━━━━━ Testo da leggere ━━━━━
Tramite l’accostamento di tali fenomeni linguistici, in passato si sono individuate delle c.d. “varianti” della lingua, sempre nella necessità di adeguare la figura ideale della “lingua veneta” alla realtà fattuale della grande variabilità linguistica, un po’ come fosse il famoso “regolo di Lesbo”.
Tuttavia gli strenui tentativi d’alcuni di ascrivere il parlare di un comune di “frontiera linguistica” a questa o a quella “variante”, dimostrano la sclerosi di questo schema. Altri, con enorme miopia politica ma soprattutto culturale, si sono permessi di “scegliere” una delle c.d. varianti, ed ergerla a “lingua di tutti”. Costoro non si sono accorti del cortocircuito logico congenito alla loro tesi, poiché partendo dall’idea di “una ed indivisibile lingua veneta” -parafrasando l’“adorata” italica costituzione-, scendendo ad individuare delle “varianti” e risalendo poi ad imporre -per comodità, dicono- una variante come “lingua di tutti”, si pongono in realtà di fronte a due “lingue venete”: una che “dovrebbe essere” tale -condizionale presente-, e una che lo “dovrà essere” -indicativo futuro-. Fin qui la miopia culturale. Ma da qui anche miopia politica, perché ciò significa relegare a “dialetti” tutte le altre varianti. Ma poi: detto -e fatto- questo, con che faccia si potrebbe continuare a biasimare ed attaccare la scelta dei governi del Regno d’Italia che tanta opera vollero porre nell’imporre il toscano come “lingua di tutti”, che nel 1861 era conosciuta solo dal 2,4% della gente -e tra l’altro solo come lingua delle grandi occasioni, non certo come lingua di vita e comunicazione-?
━━━━━ Righe del dataset ━━━━━
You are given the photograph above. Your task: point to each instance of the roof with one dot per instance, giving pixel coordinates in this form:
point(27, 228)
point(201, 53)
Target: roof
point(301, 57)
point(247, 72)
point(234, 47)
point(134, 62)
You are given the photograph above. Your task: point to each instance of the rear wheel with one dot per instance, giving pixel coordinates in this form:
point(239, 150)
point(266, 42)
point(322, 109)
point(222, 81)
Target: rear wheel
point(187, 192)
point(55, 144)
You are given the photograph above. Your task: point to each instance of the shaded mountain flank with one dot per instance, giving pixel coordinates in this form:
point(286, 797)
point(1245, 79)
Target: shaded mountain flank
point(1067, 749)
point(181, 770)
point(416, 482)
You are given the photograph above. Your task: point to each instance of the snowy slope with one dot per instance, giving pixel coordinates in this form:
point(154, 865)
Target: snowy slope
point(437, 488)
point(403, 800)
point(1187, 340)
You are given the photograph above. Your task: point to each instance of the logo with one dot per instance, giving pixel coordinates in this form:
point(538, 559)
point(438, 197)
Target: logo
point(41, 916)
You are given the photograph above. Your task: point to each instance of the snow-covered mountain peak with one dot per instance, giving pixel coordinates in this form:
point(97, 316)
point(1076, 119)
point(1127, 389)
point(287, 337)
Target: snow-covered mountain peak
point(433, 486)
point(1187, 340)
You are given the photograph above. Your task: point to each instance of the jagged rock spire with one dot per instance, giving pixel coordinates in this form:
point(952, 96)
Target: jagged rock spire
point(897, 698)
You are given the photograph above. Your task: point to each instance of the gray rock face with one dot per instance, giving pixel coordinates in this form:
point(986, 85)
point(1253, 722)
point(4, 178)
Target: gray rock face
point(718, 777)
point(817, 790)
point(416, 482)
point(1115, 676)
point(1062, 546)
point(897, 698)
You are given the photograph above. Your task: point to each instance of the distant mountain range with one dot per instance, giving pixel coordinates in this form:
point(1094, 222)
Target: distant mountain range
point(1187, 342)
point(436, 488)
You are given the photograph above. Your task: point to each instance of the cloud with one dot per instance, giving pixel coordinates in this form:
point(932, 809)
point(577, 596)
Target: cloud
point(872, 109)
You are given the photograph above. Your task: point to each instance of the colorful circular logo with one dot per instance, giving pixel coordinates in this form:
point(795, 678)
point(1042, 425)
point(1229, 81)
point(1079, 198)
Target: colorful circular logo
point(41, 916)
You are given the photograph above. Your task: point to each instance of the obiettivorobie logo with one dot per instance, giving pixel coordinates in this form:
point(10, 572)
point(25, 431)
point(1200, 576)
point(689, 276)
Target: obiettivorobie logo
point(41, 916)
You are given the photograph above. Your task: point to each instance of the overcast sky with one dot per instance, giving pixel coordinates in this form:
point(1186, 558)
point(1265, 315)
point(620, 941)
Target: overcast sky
━━━━━
Obiettivo dichiarato A:
Tra le righe che seguono il testo, disponi come lista JSON di stringhe, una per riga, quelle dalla riga che contiene "of the rear" alla riga che contiene "point(55, 144)", estremi inclusi e righe vuote escluse.
Obiettivo dichiarato B:
Prosegui il testo sulle varianti della lingua veneta dopo la sua ultima frase.

Risposta all'esercizio A:
[
  "You are given the photograph above. Your task: point to each instance of the rear wheel with one dot per instance, giving pixel coordinates in this form:",
  "point(239, 150)",
  "point(266, 42)",
  "point(322, 109)",
  "point(222, 81)",
  "Target: rear wheel",
  "point(187, 192)",
  "point(55, 144)"
]

Risposta all'esercizio B:
Gli accenni alle “varianti” possono essere utili in senso molto lato, soprattutto nei casi in cui si tratta di richiamare alla mente del lettore un certo modo di pronunciare, per es. quando si confronti la lettura della Ł -elle semivocalica/semiconsonantica- “alla costiera” (= quasi una E pura) o “alla bellunese” (= L pura).
Ecco quindi perché è inutile -se non anzi dannoso- calare dall’alto delle maglie rigide per stringere la realtà in schemi che verranno rotti presto, in quanto le lingue sono in costante e dinamica sedimentazione e smottamento, poiché sono vive, come quelli che le usano; e non dimentichiamo che la lingua è uno strumento a servizio di un Popolo, che quel Popolo per secoli ha sia migliorato che custodito, usandola.
5.GRAFIA ad un BIVIO: AUTARCHIA o COORDINAZIONE INTERNAZIONALE?
La prima cosa da precisare è che l’ortografia (cioè il modo corretto, “ortodosso” -appunto- di scrivere) è una disciplina storica, cioè è prettamente convenzionale, in una commistione di necessità e scelte che stanno tra la tradizione da conservare ed il futuro da costruire.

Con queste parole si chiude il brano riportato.